**Goal:**
Please write out the material that follows, exactly as it stands.
+++ Records for this task
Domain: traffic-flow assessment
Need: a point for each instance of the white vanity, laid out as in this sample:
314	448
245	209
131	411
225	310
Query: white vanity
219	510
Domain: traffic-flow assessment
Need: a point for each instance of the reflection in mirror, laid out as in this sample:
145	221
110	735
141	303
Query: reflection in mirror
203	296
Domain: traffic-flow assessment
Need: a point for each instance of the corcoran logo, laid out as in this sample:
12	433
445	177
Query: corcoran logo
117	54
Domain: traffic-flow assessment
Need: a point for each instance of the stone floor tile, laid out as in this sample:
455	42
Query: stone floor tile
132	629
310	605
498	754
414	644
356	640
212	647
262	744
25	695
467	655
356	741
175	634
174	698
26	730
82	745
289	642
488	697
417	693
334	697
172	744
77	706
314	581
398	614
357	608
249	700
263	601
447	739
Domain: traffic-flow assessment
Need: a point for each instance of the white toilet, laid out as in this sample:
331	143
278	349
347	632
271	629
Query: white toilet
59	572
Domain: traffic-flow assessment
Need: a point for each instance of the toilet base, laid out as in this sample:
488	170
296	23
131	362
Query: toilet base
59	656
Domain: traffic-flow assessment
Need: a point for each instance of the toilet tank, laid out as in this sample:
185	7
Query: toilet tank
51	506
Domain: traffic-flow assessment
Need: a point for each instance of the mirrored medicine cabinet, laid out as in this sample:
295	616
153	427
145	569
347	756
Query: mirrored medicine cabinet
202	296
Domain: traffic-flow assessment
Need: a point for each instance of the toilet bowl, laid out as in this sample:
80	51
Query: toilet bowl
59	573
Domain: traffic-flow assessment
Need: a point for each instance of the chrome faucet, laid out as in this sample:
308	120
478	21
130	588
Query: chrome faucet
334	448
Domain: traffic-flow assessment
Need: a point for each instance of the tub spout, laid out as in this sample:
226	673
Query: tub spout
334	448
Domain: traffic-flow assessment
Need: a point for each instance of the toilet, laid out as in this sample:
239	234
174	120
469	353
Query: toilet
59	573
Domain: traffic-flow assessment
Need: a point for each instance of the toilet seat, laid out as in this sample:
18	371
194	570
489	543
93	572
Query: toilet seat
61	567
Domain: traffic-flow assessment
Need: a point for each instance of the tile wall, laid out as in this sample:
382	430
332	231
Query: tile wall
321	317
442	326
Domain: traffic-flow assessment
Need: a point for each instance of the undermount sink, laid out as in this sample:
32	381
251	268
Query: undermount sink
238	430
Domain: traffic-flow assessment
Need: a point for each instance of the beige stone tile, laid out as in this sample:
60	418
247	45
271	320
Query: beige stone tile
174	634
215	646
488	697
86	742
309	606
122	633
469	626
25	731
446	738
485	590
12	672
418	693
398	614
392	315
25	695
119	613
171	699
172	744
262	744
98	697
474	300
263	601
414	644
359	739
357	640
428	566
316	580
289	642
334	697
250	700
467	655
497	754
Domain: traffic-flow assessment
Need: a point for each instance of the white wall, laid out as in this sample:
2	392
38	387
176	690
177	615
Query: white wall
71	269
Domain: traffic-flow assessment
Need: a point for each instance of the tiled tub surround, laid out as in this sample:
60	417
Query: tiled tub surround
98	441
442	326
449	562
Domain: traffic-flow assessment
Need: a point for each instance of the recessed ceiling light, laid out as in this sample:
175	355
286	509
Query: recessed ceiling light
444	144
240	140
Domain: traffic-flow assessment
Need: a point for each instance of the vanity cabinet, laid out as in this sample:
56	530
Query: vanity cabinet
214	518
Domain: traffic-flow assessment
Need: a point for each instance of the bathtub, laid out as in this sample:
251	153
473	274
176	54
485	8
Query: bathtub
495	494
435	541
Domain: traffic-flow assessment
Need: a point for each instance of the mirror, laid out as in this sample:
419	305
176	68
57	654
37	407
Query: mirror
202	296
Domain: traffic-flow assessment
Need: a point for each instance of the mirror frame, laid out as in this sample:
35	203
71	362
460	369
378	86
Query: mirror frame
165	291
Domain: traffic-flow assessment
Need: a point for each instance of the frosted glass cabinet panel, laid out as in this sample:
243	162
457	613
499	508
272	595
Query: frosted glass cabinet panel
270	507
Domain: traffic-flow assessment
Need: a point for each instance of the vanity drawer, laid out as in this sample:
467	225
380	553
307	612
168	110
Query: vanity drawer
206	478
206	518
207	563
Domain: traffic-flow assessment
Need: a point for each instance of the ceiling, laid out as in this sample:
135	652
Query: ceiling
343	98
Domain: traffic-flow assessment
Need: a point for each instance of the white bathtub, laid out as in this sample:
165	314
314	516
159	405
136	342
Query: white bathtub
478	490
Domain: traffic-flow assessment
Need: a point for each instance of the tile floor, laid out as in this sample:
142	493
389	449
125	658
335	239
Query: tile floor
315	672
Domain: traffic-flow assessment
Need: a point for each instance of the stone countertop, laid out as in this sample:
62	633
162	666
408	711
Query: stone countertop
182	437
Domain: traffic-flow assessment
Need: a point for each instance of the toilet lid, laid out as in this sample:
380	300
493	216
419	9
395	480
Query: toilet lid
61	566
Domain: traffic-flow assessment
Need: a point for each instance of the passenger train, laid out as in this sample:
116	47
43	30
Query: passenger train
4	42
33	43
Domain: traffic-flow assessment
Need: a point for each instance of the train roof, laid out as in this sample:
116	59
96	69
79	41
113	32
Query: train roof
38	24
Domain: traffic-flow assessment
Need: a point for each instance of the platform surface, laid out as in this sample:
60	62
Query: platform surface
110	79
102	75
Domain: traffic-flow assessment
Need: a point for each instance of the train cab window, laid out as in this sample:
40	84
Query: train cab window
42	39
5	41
++++++
**Answer to the task:**
Domain: traffic-flow assessment
Need: a point for each instance of the white vanity, laid out as in this sample:
314	448
245	209
131	411
225	310
Query: white vanity
219	510
Domain: traffic-flow assessment
Need: a point for each instance of the reflection in mirror, laid out as in this sample:
145	221
110	735
141	303
Query: reflection in mirror
203	296
Domain: traffic-flow assessment
Need: a point for each instance of the corcoran logo, laid out as in this sample:
12	433
445	177
Query: corcoran logo
117	54
Domain: traffic-flow assessment
Need: a point for each instance of the stone floor tile, laid out as in this sample:
455	42
Query: stone floor tile
132	629
310	605
498	754
414	644
356	640
212	647
262	744
25	695
467	655
356	741
175	634
174	698
26	730
82	745
289	642
488	697
417	693
334	697
172	744
77	706
314	581
398	614
357	608
249	700
263	601
447	739
Domain: traffic-flow assessment
Need: a point for each instance of the white toilet, laid out as in this sample:
331	143
278	349
347	632
271	629
Query: white toilet
59	572
Domain: traffic-flow assessment
Need: a point for each instance of the toilet base, laid out as in this sample:
488	170
296	23
131	362
Query: toilet base
59	656
Domain: traffic-flow assessment
Need: a point for each instance of the toilet tank, laid out as in this sample:
185	7
Query: toilet tank
51	506
Domain: traffic-flow assessment
Need: a point for each instance of the mirrored medicine cabinet, laid out as in this sample:
295	616
153	427
145	569
347	756
Query: mirrored medicine cabinet
202	296
Domain: traffic-flow assessment
Need: a point for each instance of the toilet bowl, laid out as in this sample:
80	51
Query: toilet bowl
59	573
Domain: traffic-flow assessment
Need: a point for each instance of the chrome faucet, laid out as in this sample:
308	120
478	21
130	588
Query: chrome faucet
334	448
Domain: traffic-flow assessment
Need: a point for each instance of the tub spout, laid out as in this sample:
226	673
Query: tub spout
334	448
Domain: traffic-flow assessment
Need: a point for each instance of the toilet, laid out as in this sample:
239	234
174	120
469	353
Query: toilet
59	573
Domain: traffic-flow assessment
Need: a point for each instance of the toilet seat, laid out as in this sample:
18	371
194	570
489	543
93	572
Query: toilet seat
61	567
Domain: traffic-flow assessment
Need: a point for each instance of the tile wall, laid out as in this sample:
382	430
332	231
Query: tile wall
321	317
442	326
Domain: traffic-flow assessment
Need: a point for each instance of the undermount sink, laid out as in this sample:
32	381
251	268
Query: undermount sink
238	430
Domain: traffic-flow assessment
Need: a point for each instance of the beige stone tile, laid out as in this sample:
60	418
247	45
271	320
Query: beige stone tile
174	634
215	646
488	697
86	742
309	606
122	633
469	626
25	731
446	738
485	590
12	672
418	693
398	614
392	315
25	695
119	613
171	699
172	744
262	744
98	697
474	300
263	601
414	644
359	739
357	640
428	566
316	580
289	642
334	697
250	700
467	655
497	754
Domain: traffic-flow assessment
Need: a point for each instance of the white wall, laid out as in this sample:
2	392
38	387
176	690
177	615
Query: white wall
71	269
Domain: traffic-flow assessment
Need: a point for each instance of the tiled tub surround, laid out as in this sample:
60	417
Query: tiled tub surround
98	441
442	326
449	562
Domain: traffic-flow assessment
Need: a point for each instance of the recessed ceiling light, laid out as in this sample:
175	355
286	509
Query: recessed ceiling light
444	144
240	140
Domain: traffic-flow assessment
Need: a point for each instance of the vanity cabinet, laid out as in this sample:
56	530
Query: vanity cabinet
214	518
Domain: traffic-flow assessment
Need: a point for each instance of the bathtub, laid out as in this sample:
251	153
473	274
176	54
485	8
Query: bathtub
495	494
435	541
Domain: traffic-flow assessment
Need: a point for each instance of the mirror, laid out as in this sample:
419	305
176	68
57	654
37	407
Query: mirror
202	296
Domain: traffic-flow assessment
Need: a point for each instance of the mirror frame, laid out as in this sample:
35	203
71	362
460	369
378	86
Query: mirror frame
165	291
Domain: traffic-flow assessment
Need: a point for each instance of the frosted glass cabinet panel, laid out as in this sample:
243	162
457	613
499	508
272	595
Query: frosted glass cabinet panel
270	507
Domain: traffic-flow assessment
Need: a point for each instance of the vanity drawer, laid out as in this sample:
467	225
380	553
307	612
168	110
Query: vanity drawer
206	478
206	518
207	563
Domain: traffic-flow assessment
Need: a point for each instance of the ceiling, laid out as in this sample:
135	652
Query: ceiling
343	98
Domain: traffic-flow assessment
Need: a point for each instance of the white bathtub, laid out as in this sample:
165	314
314	516
159	405
136	342
Query: white bathtub
478	490
Domain: traffic-flow assessment
Need: a point for each instance of the tile floor, laid out as in this sample:
142	493
389	449
125	658
335	239
Query: tile floor
315	672
Domain: traffic-flow assessment
Need: a point for each instance of the stone countertop, laid out as in this sample:
62	633
162	666
408	711
Query: stone countertop
182	437
Domain: traffic-flow assessment
Need: a point for each instance of the toilet lid, laid out as in this sample:
380	300
493	216
419	9
395	480
Query: toilet lid
61	566
Domain: traffic-flow assessment
Need: a point for each instance of the passenger train, laid out as in this sample:
116	47
43	30
Query: passenger train
4	42
33	43
Domain: traffic-flow assessment
Need: a point for each instance of the train roof, laid out as in this sample:
116	59
96	69
79	41
113	32
Query: train roof
38	24
Domain: traffic-flow assessment
Need: a point for each instance of the platform surface, laid out as in this sample:
60	62
Query: platform surface
110	79
102	75
Domain: traffic-flow assessment
Need: a point for each instance of the train cab window, laid out as in this sample:
40	84
Query: train cab window
42	39
5	41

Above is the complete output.